___ 提供された文章 ___

マーケター自身がデータを管理するために、広告運用にdbtを導入した経緯と効果

こんにちは、マーケティング部門広告グループの小林です。この記事ではオンライン広告運用に使っているデータ変換処理をdbtに移行した過程と得られた効果についてご紹介します。

モノタロウでは、全社的なデータ活用研修などにより、マーケティングのようなビジネス系の部署でも、SQLを自身で書いてデータ抽出を行い、数字に基づいた意思決定を行っています。その一方で、集計後の数値のズレやドメイン固有のデータの品質管理など、活用が進んだ企業ならではの課題というのも表面化してくるようになってきました。

オンライン広告運用においては、投下した費用など配信実績のレポーティング、広告媒体へのデータ送信などのいわゆるELTを安定的に回す仕組みが必要になりますが、処理の自動化やデータの品質まで求められるようになると、「データが抽出できる」だけでは限界が見えてきていました。そこで今回、マーケター自身がデータを管理する立場になれるように、ビジネス側の広告運用チームにデータ変換ツールdbtを導入するプロジェクトを立ち上げました。

広告運用チームの業務内容とデータパイプライン

なぜdbtを選択したかをご説明する前に、バックグラウンドとして当社の広告運用チームの業務内容や広告主が必要とするデータパイプラインとはどういったものなのかについてご紹介します。

モノタロウでは、新規顧客獲得の経路として検索エンジン上に配信する広告に注力しているため、年間数十億の費用を投下する日本有数の検索エンジン広告主となっています。もう1つの特徴としては取扱い点数が1900万点と膨大なため、商品を訴求するための広告のバリエーションも多くなっており、EC業界特有の巨大な広告アカウントを運用しています。

また、当社の広告運用チームはインハウス運用(代理店にオペレーションを任せず自社で運用すること)の体制を取っています。そのため、日々のオペレーションとしての予算管理だけでなく、広告の費用対効果を改善するために必要な分析用のデータなども全てBigQueryに格納し、BigQuery上でSQLを書いてオペレーションを回しています。加えて高度なSQLが書ける一部のメンバーについては、複雑なデータ変換処理(複数の広告媒体からの配信実績レポートを1つのテーブルにまとめる、広告媒体に送信するデータを複数のデータソースから加工するなど)の作成も行っています。

___ 提供情報 ___

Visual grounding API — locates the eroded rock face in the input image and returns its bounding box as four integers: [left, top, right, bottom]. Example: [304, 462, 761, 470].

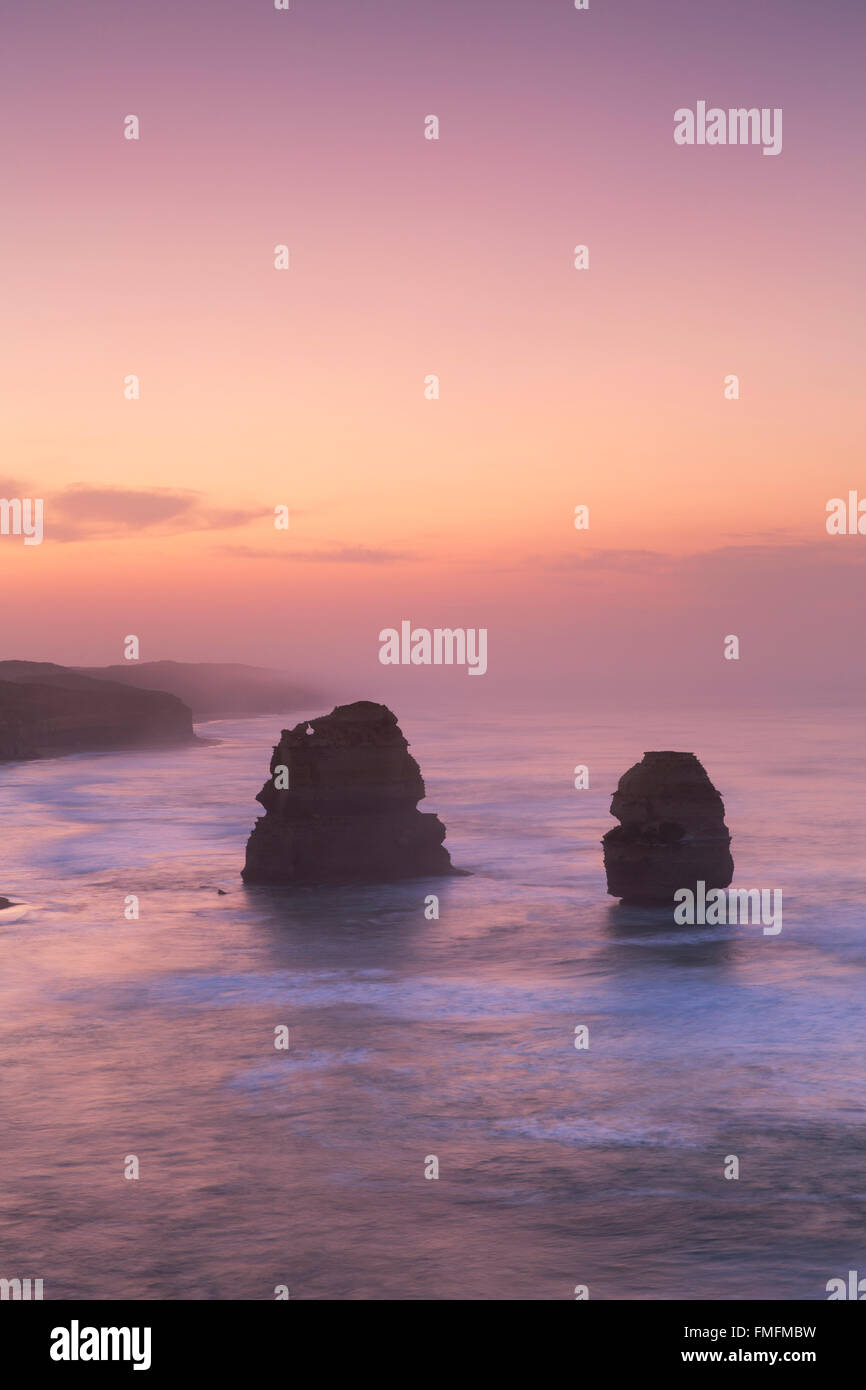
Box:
[0, 662, 196, 762]
[242, 701, 453, 884]
[602, 752, 734, 904]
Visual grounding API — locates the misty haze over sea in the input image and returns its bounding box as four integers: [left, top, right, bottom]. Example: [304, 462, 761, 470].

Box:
[0, 706, 866, 1300]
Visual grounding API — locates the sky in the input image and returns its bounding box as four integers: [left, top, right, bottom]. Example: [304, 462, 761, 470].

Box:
[0, 0, 866, 708]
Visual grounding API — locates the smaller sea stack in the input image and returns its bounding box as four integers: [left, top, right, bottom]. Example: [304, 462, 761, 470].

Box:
[242, 701, 455, 884]
[602, 752, 734, 905]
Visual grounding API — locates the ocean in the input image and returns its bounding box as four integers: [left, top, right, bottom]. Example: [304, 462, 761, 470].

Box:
[0, 709, 866, 1300]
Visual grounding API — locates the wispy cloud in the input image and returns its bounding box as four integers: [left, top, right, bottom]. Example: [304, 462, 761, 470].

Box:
[213, 545, 418, 564]
[44, 484, 270, 542]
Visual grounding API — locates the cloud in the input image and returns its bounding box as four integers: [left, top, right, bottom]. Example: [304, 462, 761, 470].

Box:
[214, 545, 418, 564]
[44, 484, 265, 542]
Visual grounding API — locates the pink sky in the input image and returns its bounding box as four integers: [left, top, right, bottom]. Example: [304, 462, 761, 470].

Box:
[0, 0, 866, 701]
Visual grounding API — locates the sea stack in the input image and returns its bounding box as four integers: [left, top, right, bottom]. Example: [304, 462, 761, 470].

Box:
[602, 752, 734, 904]
[242, 701, 455, 884]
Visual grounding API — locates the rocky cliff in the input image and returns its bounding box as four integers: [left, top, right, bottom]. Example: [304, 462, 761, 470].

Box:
[602, 752, 734, 902]
[242, 701, 453, 884]
[70, 662, 321, 720]
[0, 662, 195, 762]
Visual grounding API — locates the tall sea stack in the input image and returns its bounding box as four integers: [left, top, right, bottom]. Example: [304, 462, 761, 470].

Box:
[602, 753, 734, 904]
[242, 701, 455, 884]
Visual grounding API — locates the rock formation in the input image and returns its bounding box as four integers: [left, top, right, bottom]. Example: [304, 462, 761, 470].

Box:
[0, 662, 196, 762]
[602, 753, 734, 904]
[71, 662, 322, 721]
[242, 701, 455, 884]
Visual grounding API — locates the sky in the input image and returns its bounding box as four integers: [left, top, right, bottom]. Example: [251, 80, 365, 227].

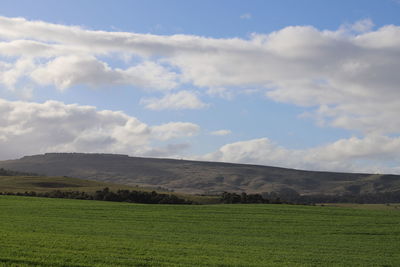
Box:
[0, 0, 400, 174]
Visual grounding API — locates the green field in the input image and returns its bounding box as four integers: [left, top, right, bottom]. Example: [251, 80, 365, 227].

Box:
[0, 196, 400, 266]
[0, 175, 219, 204]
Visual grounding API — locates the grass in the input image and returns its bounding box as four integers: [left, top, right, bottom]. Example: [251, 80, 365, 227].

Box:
[319, 203, 400, 212]
[0, 176, 219, 204]
[0, 196, 400, 266]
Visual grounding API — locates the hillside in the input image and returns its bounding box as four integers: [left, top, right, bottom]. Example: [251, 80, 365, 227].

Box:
[0, 153, 400, 194]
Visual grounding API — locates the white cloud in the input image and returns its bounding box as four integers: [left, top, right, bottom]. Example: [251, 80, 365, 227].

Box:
[240, 13, 252, 19]
[351, 19, 375, 33]
[152, 122, 200, 140]
[31, 56, 177, 90]
[211, 130, 232, 136]
[0, 17, 400, 173]
[141, 91, 207, 110]
[0, 17, 400, 134]
[0, 99, 199, 159]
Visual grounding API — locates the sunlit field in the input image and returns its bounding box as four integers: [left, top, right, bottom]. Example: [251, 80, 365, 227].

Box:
[0, 196, 400, 266]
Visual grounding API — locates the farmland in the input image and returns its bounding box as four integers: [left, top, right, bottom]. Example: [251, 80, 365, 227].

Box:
[0, 196, 400, 266]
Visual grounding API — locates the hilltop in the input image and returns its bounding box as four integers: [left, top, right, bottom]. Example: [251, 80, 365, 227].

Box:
[0, 153, 400, 194]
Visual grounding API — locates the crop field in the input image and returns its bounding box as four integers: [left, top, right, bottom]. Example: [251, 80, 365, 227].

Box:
[0, 196, 400, 266]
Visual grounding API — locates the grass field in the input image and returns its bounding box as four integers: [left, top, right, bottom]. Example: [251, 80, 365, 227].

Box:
[0, 176, 219, 204]
[0, 196, 400, 266]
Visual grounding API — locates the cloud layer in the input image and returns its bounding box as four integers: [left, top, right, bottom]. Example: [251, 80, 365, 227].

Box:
[0, 17, 400, 174]
[0, 99, 200, 159]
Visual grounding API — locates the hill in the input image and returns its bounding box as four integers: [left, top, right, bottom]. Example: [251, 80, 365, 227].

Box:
[0, 153, 400, 194]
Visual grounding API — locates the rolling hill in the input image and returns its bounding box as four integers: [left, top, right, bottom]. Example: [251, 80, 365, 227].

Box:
[0, 153, 400, 194]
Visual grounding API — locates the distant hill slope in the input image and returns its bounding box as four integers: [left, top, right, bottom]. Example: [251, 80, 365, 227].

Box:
[0, 153, 400, 194]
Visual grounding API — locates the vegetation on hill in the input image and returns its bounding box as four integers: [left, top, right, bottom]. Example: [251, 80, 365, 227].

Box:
[0, 153, 400, 195]
[0, 187, 193, 204]
[0, 196, 400, 267]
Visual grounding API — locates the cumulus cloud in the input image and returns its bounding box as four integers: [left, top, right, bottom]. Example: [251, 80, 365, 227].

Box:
[0, 99, 199, 159]
[240, 13, 252, 19]
[141, 91, 207, 110]
[211, 130, 232, 136]
[0, 17, 400, 134]
[198, 135, 400, 173]
[0, 17, 400, 173]
[152, 122, 200, 140]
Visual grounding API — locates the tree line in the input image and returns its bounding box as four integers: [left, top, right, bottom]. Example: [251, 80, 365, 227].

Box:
[0, 168, 37, 176]
[0, 187, 193, 204]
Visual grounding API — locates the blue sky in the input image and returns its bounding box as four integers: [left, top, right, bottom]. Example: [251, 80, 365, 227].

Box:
[0, 0, 400, 173]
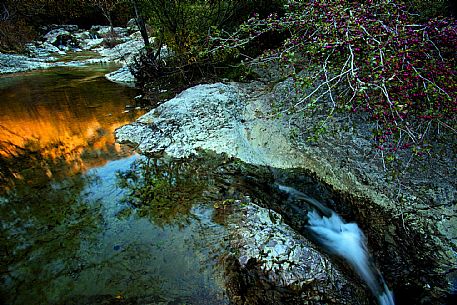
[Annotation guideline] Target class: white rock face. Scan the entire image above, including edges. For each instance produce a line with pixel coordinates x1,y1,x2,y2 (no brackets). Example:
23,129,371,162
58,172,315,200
116,83,301,168
105,66,135,87
0,53,53,74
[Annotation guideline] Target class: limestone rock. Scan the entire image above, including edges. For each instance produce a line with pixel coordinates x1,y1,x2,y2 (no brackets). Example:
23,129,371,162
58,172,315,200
116,83,301,168
224,201,370,304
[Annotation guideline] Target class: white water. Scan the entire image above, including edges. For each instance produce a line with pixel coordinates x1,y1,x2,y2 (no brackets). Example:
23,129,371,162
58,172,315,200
277,184,395,305
308,210,395,305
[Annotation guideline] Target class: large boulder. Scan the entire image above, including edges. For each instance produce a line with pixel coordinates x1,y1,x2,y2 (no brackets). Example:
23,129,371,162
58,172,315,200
116,83,301,168
227,199,372,305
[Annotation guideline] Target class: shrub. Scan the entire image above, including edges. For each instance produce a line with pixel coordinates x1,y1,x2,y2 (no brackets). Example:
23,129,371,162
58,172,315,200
212,0,457,160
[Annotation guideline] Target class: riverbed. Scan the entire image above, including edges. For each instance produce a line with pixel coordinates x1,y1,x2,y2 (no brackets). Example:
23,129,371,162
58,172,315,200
0,64,228,305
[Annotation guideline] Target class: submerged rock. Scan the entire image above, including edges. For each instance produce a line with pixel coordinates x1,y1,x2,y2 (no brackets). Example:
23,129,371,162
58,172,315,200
0,53,53,74
224,201,371,305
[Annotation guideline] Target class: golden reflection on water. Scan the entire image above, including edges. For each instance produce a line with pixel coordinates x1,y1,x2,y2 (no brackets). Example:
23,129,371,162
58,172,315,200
0,67,142,188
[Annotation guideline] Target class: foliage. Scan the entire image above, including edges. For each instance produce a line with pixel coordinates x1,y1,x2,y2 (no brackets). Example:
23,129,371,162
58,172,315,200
132,0,283,100
213,0,457,160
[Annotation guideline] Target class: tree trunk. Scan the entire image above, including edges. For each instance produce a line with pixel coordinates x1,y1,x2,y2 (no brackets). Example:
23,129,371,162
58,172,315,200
130,0,149,48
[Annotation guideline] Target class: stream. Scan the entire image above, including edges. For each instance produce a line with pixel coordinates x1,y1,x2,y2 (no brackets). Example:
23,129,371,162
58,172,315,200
0,60,446,305
0,65,228,305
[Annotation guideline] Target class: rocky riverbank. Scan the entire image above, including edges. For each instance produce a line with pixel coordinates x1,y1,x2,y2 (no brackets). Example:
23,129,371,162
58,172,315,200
0,22,161,87
116,81,457,304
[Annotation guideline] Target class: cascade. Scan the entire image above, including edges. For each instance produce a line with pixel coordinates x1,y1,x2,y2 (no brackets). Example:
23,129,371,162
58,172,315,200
277,185,395,305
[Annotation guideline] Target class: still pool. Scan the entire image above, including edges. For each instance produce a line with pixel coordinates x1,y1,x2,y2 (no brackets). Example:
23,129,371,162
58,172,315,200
0,66,228,305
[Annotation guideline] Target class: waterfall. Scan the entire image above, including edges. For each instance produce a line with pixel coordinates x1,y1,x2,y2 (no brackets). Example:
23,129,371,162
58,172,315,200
277,185,395,305
308,210,394,305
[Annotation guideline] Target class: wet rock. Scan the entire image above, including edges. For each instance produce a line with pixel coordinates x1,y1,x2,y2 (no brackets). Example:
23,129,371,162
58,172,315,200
105,66,135,87
116,83,301,168
0,53,52,74
224,199,371,304
127,18,140,32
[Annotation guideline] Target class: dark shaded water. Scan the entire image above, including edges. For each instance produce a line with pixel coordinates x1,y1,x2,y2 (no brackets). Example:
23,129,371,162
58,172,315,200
0,66,228,304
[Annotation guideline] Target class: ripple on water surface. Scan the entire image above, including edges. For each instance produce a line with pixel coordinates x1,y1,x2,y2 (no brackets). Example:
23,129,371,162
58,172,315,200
0,66,227,305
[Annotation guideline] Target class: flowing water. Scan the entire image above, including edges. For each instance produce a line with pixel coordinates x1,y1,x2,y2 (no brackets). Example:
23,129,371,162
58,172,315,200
0,65,228,305
277,184,395,305
0,65,400,305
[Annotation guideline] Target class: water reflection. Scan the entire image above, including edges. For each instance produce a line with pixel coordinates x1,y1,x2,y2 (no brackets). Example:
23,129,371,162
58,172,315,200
0,66,142,191
0,156,228,305
0,67,228,305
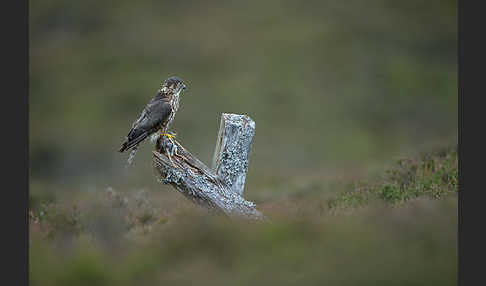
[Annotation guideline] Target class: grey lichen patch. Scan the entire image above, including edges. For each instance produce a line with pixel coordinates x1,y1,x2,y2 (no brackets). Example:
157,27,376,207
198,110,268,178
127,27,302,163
154,114,264,220
163,166,184,185
213,113,255,195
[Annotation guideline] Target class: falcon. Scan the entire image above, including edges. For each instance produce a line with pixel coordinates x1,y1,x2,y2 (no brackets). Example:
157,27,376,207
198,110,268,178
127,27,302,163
119,76,186,163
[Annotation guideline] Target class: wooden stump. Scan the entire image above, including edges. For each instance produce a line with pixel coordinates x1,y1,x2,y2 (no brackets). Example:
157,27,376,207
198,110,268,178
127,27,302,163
153,113,263,219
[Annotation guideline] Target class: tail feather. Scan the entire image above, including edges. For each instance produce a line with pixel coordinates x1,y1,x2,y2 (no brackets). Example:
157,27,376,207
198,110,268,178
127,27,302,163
118,131,149,153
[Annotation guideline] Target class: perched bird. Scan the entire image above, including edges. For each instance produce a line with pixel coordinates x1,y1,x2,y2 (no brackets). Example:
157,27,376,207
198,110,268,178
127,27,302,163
119,76,186,163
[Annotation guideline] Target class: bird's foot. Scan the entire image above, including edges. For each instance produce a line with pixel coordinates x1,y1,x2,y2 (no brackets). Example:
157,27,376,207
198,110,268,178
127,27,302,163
160,131,177,140
162,133,178,167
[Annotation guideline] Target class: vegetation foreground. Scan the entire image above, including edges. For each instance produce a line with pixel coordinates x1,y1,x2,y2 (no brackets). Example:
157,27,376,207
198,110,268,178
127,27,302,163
29,147,458,285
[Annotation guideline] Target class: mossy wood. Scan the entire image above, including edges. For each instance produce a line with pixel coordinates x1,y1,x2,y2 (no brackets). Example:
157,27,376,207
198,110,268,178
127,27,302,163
153,113,263,219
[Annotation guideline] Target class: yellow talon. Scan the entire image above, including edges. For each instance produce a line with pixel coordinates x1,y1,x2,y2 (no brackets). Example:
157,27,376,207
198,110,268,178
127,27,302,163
160,133,175,139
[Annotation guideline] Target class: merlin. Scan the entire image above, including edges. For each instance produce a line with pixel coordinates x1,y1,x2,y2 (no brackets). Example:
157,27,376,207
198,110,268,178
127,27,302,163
119,76,186,163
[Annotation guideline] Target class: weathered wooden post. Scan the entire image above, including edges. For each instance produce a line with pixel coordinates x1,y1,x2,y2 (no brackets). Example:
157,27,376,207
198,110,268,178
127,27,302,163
153,113,263,219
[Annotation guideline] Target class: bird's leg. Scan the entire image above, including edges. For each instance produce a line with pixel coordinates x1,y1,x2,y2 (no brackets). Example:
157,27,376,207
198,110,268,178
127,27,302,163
161,131,177,167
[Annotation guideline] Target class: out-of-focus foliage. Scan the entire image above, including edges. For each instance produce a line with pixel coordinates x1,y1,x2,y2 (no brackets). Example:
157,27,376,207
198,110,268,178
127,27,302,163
29,0,457,189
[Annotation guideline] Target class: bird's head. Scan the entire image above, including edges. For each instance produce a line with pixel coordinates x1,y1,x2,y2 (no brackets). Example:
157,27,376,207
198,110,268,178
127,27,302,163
160,76,186,95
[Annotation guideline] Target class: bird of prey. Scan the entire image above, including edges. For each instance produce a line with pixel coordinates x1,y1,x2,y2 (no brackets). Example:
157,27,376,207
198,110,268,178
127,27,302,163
119,76,186,163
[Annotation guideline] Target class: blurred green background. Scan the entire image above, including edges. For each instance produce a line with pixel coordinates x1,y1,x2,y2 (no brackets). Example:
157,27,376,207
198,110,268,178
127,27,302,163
29,0,458,285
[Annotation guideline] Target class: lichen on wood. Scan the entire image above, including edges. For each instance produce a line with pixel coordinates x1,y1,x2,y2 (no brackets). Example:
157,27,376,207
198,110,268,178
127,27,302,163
153,114,263,219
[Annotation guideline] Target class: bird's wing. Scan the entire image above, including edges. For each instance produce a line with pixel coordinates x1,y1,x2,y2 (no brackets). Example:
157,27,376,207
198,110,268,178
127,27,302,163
119,99,171,152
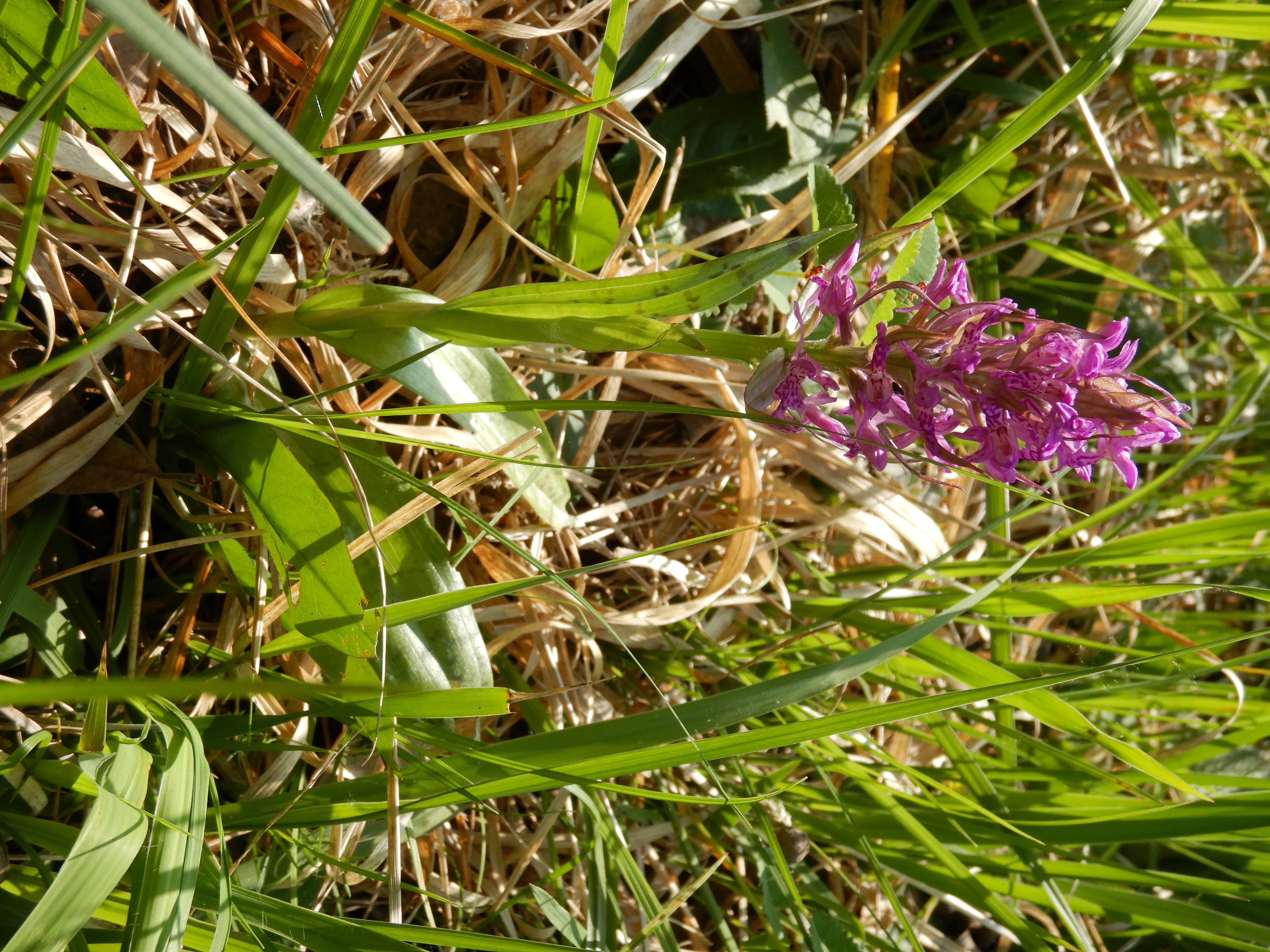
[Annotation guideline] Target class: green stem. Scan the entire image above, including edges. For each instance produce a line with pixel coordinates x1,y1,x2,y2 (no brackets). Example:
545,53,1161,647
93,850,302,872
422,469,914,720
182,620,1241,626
0,0,84,321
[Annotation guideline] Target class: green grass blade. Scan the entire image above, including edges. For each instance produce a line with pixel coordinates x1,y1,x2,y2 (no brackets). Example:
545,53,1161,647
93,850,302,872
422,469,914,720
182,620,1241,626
0,678,508,717
0,496,66,628
569,0,627,264
128,701,211,952
166,0,390,404
4,740,150,952
897,0,1162,225
0,20,114,160
0,0,84,321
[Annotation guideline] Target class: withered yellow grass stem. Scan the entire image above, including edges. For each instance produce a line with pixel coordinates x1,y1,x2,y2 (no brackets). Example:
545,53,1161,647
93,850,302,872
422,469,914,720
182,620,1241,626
869,0,904,228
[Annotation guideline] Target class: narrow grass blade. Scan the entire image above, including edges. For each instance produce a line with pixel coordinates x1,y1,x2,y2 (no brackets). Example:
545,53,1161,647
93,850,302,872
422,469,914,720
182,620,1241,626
128,701,211,952
84,0,391,251
898,0,1163,225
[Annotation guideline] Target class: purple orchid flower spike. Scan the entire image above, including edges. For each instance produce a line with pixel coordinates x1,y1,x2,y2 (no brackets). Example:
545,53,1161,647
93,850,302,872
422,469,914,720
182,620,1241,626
746,227,1189,489
746,303,841,433
810,241,860,344
926,258,974,305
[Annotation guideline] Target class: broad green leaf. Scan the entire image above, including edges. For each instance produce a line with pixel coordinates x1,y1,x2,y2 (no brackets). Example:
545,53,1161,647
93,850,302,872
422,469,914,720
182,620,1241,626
0,20,119,162
898,0,1161,225
528,171,618,274
4,740,150,952
381,529,738,629
197,423,376,677
760,9,833,165
295,285,701,361
860,221,940,335
128,701,211,952
419,227,846,325
206,633,1251,843
330,327,577,526
0,868,260,952
806,163,856,264
274,424,494,689
0,0,145,131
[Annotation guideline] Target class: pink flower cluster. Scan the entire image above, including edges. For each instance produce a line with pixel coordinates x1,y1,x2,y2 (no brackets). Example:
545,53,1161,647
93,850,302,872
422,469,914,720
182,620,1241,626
746,242,1189,489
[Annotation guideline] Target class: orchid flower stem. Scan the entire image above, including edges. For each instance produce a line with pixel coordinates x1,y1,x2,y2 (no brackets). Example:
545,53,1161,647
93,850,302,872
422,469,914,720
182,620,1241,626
974,231,1017,767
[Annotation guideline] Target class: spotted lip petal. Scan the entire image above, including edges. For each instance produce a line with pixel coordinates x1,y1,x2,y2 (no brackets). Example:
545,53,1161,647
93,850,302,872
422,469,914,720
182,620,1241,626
746,235,1190,489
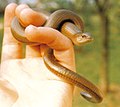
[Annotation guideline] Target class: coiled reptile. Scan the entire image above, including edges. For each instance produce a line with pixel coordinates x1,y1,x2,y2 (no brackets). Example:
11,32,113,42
11,9,103,103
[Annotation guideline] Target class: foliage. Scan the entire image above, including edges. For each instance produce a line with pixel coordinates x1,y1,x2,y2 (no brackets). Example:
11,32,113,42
0,0,120,107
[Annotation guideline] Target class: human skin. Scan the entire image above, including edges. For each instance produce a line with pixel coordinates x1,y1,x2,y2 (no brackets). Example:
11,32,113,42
0,3,75,107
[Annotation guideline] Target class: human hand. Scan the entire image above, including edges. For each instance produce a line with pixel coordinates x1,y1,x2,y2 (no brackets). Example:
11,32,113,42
0,3,75,107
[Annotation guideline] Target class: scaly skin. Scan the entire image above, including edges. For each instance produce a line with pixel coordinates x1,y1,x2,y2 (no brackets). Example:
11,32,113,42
11,10,103,103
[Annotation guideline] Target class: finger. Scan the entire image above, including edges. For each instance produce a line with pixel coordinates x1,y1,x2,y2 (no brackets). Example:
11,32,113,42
2,3,22,61
25,25,75,70
16,4,46,57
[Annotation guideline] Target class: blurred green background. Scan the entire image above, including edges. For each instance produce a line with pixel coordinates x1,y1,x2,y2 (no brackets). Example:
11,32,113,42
0,0,120,107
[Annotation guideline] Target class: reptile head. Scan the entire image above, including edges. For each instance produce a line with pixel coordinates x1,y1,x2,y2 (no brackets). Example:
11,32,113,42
74,33,93,45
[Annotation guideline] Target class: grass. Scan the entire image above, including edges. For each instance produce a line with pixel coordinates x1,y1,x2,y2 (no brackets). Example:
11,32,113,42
0,15,120,107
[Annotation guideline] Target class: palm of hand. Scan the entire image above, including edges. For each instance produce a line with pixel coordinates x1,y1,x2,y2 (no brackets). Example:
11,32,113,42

___

- **取り組む課題**
上にある広告運用へのdbt導入の記事から、「なぜdbtを選択したかをご説」で始まり「アカウントを運用しています。」まで続く部分を、一字一句違えずに書き写してもらえますか。

- **正しい解答**
なぜdbtを選択したかをご説明する前に、バックグラウンドとして当社の広告運用チームの業務内容や広告主が必要とするデータパイプラインとはどういったものなのかについてご紹介します。

モノタロウでは、新規顧客獲得の経路として検索エンジン上に配信する広告に注力しているため、年間数十億の費用を投下する日本有数の検索エンジン広告主となっています。もう1つの特徴としては取扱い点数が1900万点と膨大なため、商品を訴求するための広告のバリエーションも多くなっており、EC業界特有の巨大な広告アカウントを運用しています。